## [Set task]
Reproduce every line of the listing below without changes, leaving out the pictures.

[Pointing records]
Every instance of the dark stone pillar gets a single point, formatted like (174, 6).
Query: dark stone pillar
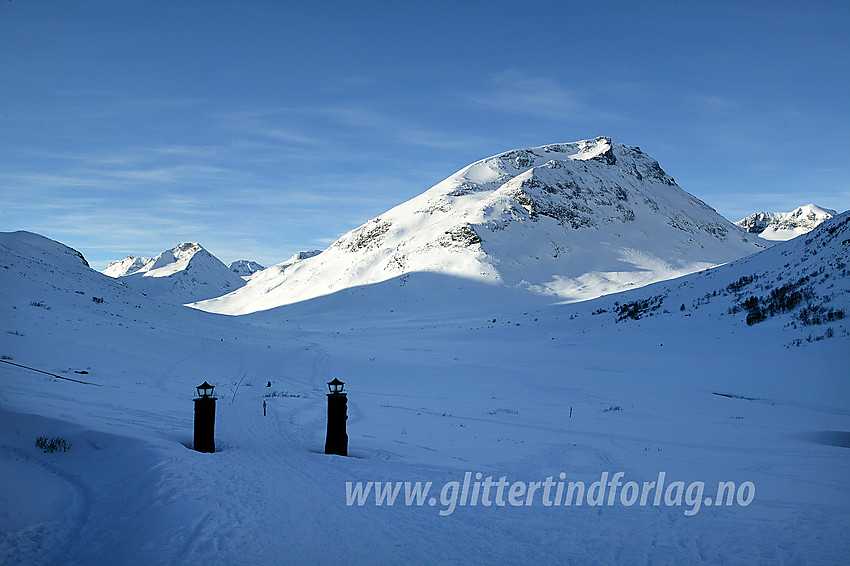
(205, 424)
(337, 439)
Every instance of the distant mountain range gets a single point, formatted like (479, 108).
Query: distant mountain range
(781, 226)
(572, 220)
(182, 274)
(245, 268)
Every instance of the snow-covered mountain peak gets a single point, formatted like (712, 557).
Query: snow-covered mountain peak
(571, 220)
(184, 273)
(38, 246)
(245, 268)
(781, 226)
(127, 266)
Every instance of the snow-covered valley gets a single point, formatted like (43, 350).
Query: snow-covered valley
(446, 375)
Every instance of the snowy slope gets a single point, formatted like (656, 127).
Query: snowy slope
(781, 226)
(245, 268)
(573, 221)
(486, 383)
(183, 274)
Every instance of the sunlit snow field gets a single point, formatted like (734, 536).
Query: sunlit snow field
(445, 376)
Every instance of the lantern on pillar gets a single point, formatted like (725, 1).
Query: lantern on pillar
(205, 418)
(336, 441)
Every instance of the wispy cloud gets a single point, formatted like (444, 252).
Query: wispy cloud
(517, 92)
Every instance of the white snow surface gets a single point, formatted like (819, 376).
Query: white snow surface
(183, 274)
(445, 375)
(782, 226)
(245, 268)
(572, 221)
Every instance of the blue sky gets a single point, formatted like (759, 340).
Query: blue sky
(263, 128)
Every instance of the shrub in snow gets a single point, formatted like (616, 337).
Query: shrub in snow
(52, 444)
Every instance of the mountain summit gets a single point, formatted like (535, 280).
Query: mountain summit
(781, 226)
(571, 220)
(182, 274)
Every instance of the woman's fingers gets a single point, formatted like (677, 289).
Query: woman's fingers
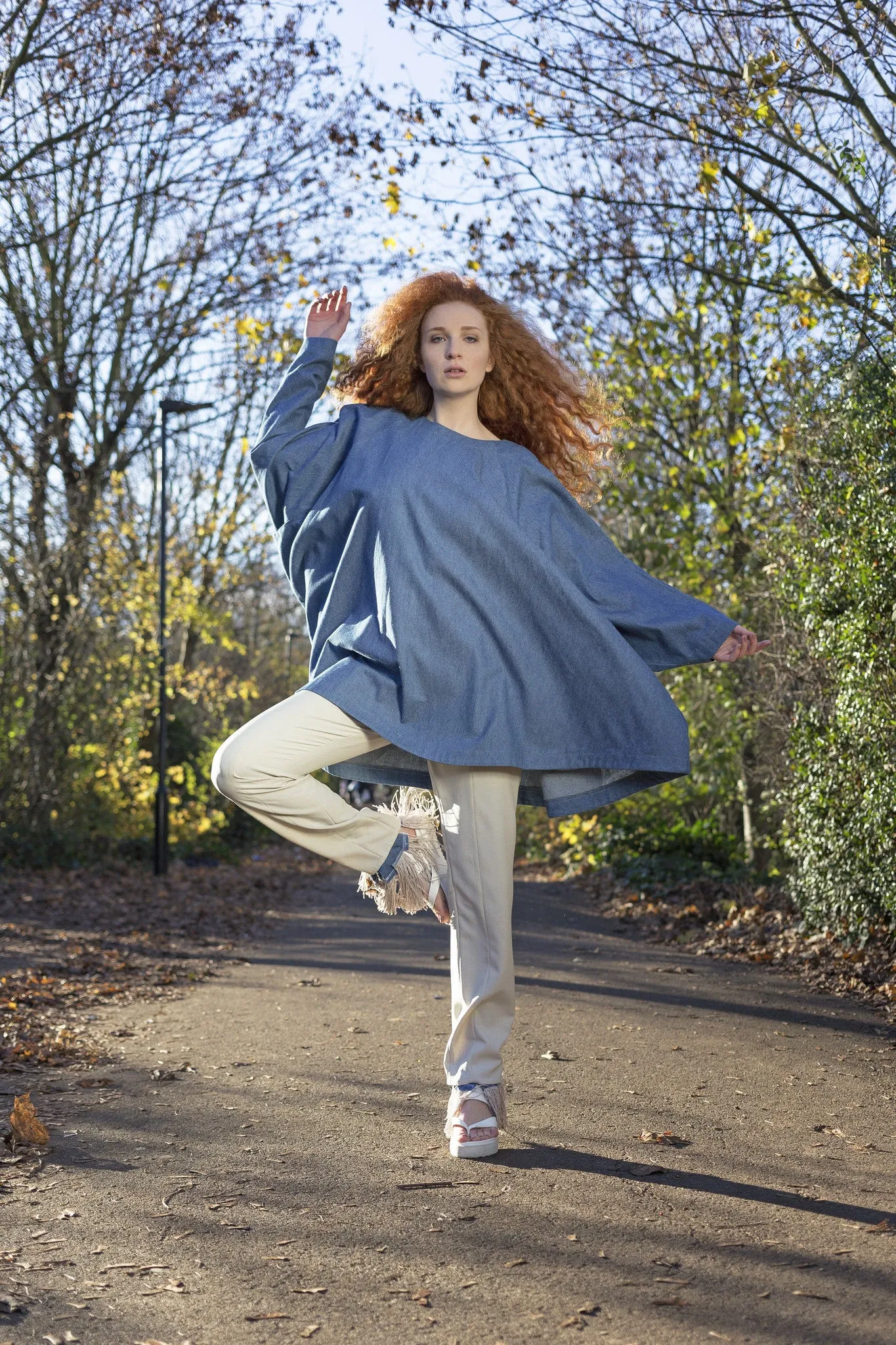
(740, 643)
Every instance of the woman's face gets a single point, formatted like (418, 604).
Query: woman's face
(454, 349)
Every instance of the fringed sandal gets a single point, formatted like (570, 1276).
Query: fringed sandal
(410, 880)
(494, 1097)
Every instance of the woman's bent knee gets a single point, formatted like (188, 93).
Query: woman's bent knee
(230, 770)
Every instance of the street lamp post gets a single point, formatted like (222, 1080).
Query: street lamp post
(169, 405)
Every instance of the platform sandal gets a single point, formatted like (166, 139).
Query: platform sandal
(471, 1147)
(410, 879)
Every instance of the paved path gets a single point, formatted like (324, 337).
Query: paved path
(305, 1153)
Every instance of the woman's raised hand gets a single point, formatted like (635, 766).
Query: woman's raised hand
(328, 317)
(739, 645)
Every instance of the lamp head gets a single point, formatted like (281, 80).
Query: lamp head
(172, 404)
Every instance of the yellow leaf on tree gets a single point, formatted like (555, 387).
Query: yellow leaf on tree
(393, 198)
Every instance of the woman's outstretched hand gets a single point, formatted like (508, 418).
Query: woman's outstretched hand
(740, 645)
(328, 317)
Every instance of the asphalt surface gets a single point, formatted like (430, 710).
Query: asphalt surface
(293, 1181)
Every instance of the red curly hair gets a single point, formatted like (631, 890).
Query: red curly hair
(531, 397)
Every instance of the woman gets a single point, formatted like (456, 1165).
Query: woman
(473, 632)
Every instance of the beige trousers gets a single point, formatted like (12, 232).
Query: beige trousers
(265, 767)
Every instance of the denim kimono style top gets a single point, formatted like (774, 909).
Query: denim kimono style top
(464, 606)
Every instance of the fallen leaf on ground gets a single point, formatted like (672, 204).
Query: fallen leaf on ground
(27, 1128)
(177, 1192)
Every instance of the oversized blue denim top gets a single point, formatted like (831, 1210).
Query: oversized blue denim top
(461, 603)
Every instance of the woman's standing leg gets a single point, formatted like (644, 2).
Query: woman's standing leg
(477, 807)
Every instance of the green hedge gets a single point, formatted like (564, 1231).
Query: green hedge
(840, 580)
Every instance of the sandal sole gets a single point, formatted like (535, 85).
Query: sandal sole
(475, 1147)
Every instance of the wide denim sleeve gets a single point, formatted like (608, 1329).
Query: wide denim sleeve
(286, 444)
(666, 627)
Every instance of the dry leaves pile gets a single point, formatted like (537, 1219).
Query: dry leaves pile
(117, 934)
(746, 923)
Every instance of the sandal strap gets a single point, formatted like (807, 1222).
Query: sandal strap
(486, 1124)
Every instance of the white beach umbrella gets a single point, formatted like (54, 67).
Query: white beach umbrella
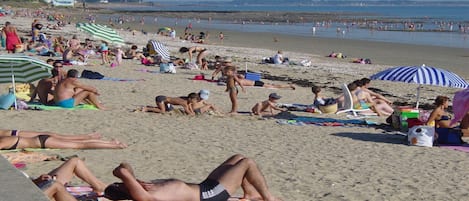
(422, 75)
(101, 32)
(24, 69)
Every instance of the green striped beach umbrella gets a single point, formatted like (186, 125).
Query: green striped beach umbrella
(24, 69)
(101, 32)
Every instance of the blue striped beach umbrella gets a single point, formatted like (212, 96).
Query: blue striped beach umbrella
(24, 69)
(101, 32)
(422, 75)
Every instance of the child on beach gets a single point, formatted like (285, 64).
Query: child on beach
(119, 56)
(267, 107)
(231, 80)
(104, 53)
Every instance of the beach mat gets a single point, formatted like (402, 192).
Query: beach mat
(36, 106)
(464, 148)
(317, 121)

## [Full solution]
Every instance of the dark stone pillar gets a single point, formatted like (174, 6).
Query: dark stone pillar
(205, 424)
(337, 439)
Every instance of the distant mountain range gets a single point, formatted like (479, 108).
Query: distant mountain range
(781, 226)
(572, 220)
(182, 274)
(245, 268)
Every instance of the snow-covered mountain peak gets a single point, formatted like (712, 557).
Query: snow-covered mountain peak
(571, 220)
(184, 273)
(38, 246)
(245, 268)
(781, 226)
(127, 266)
Every instance of the snow-covered valley gets a single point, formatted like (43, 350).
Query: snow-covered valley
(446, 375)
Every instance of the snowy slope gets a single point, formatted like (656, 127).
Query: snowy slope
(781, 226)
(245, 268)
(573, 221)
(486, 383)
(183, 274)
Every instance of the sunlit snow field gets a single point, formatted like (734, 536).
Query: sunlit snow field
(445, 376)
Every instance of the lantern on pillar gets a single point, formatted like (725, 1).
Query: lantern on pillar
(205, 418)
(336, 441)
Every instance of the wispy cloud gets a single point, formatted like (444, 252).
Query: wispy cloud
(517, 92)
Every instance of the white snow surface gets a single point, formatted like (819, 376).
Query: white snow surface
(183, 274)
(445, 375)
(782, 226)
(245, 268)
(572, 221)
Every instance of the blue sky gets a single point, formatted like (759, 340).
Query: blue sky
(263, 128)
Every instance of the shrub in snow gets a single point, formatted like (616, 337).
Query: shrub in snow
(52, 444)
Every instance of the mountain summit gets a single point, formatted like (535, 280).
Query: mountain summit
(781, 226)
(571, 220)
(182, 274)
Every instance of the woman's fingers gets a single point, formatted like (677, 289).
Query: woman's fingers
(740, 643)
Every instance of the woman's face gets a single point, formatted like (418, 604).
Query: woman's face
(454, 349)
Every instance of the fringed sandal gets a single point, formatted like (570, 1276).
Query: fringed sandal
(410, 880)
(494, 1097)
Every instance of the woman's bent knee gets a single point, formatted like (188, 93).
Query: woman's bent knee
(230, 770)
Every instance of the street lamp post gets a single point, formatted like (222, 1080).
Query: street lamp post
(169, 405)
Every instance of the platform sandal gets a single point, formatted like (166, 139).
Query: platform sandal
(471, 1147)
(410, 879)
Every instance of the paved path gets a single point, formatted like (324, 337).
Query: paved path
(305, 1153)
Every instance of the woman's raised hand gets a single point, formatted like (635, 766).
Query: woman's raised hand
(328, 317)
(739, 645)
Every instance of the lamp head gets a single point, formatted like (281, 80).
Query: lamp head
(172, 404)
Every instance of the yellow leaf on tree gets a single point, formatted like (555, 387).
Query: yellow leaf on tree
(393, 198)
Every instance of the woman's outstretched hand gets a single point, formatted like (508, 418).
Query: woman's outstretched hand
(740, 645)
(328, 317)
Every instance of the asphalt surface gets a single point, formatted like (430, 710).
Query: asphalt surface
(293, 1181)
Every instance of the red curly hair gets a single point, formatted like (631, 890).
Query: red curly hair
(531, 397)
Every instance of the woman gets a single point, formatted like (456, 1165).
Query: woman
(473, 632)
Every instance of the beige trousers gets a single point, formatted like (12, 232).
Query: beige trousers
(265, 767)
Every instance of the denim kimono style top gets a single point, formatted like (774, 909).
Query: denim kimono style top
(464, 606)
Every instance of the fallen leaf on ground gets a single point, formatted like (672, 204).
Query: fallen leaf on ground
(27, 1128)
(177, 1192)
Every instance of the oversized blue denim top gets a single point, formatted like (831, 1210).
Query: oversized blue denim top
(461, 603)
Every instance of the woman's standing leg gets a single point, formatted like (644, 2).
Query: woman's standing leg
(477, 807)
Every instance of the green hedge gets a single point, formatted like (564, 1231).
Query: green hedge
(840, 580)
Every instance of the sandal sole gets a single point, formatted like (535, 85).
Query: sandal sole
(475, 1147)
Every instance of the wide denim sleeve gets a single point, formatted like (608, 1329).
Query: wide denim sleeve
(286, 444)
(666, 627)
Every instance of the dry leaves pile gets a single point, formatted like (537, 1219).
Query: dry leaves pile
(117, 934)
(746, 923)
Every instance of the sandal strap gets a single point, formatted like (807, 1222).
Query: sandal strap
(486, 1124)
Every instance of the white beach umbrella gets a single point, formatted like (54, 67).
Query: white beach umbrella
(422, 75)
(101, 32)
(24, 69)
Every instance of the green striped beach umbrella gets a single point, formatted like (186, 125).
Query: green striped beach umbrella
(24, 69)
(101, 32)
Every instance of the blue striped beach umbrella gets a single point, formatted like (212, 96).
Query: blue striped beach umbrella
(24, 69)
(101, 32)
(422, 75)
Every instance of the child on beach gets a single point, formatted like (285, 64).
Query: child on beach
(119, 56)
(267, 107)
(231, 80)
(104, 53)
Every instance of the beach mat gets a single point, formatted like (402, 192).
Query: beach mat
(36, 106)
(464, 148)
(317, 121)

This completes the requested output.